--- Begin ---

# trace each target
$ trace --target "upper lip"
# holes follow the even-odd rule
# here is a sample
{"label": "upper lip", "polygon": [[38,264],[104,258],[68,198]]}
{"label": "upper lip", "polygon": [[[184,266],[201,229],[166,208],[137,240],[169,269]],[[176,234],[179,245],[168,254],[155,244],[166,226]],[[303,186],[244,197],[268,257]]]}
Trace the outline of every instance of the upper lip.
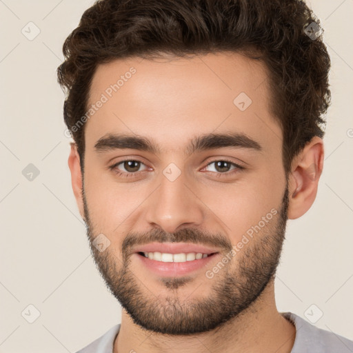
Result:
{"label": "upper lip", "polygon": [[213,254],[219,250],[201,244],[190,243],[150,243],[138,246],[134,252],[164,252],[167,254],[180,254],[188,252],[201,252],[202,254]]}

--- End ---

### What needs to be done
Give the rows above as a JSON list of strings, one string per line, skipping blank lines and leaving out the pictures.

### Solution to the exercise
[
  "# trace each target",
  "$ trace --target \"upper lip\"",
  "# holes follow the even-odd rule",
  "# here is a sample",
  "{\"label\": \"upper lip\", \"polygon\": [[38,264],[104,258],[68,198]]}",
  "{\"label\": \"upper lip\", \"polygon\": [[[184,266],[201,229],[166,208],[137,240],[169,269]],[[176,234],[179,245],[168,254],[155,244],[166,226]],[[303,186],[244,197],[268,257]]]}",
  "Trace the outline of every instance of the upper lip.",
  "Result:",
  "{\"label\": \"upper lip\", \"polygon\": [[213,254],[219,250],[201,244],[190,243],[150,243],[138,246],[134,252],[164,252],[167,254],[180,254],[188,252],[201,252],[202,254]]}"
]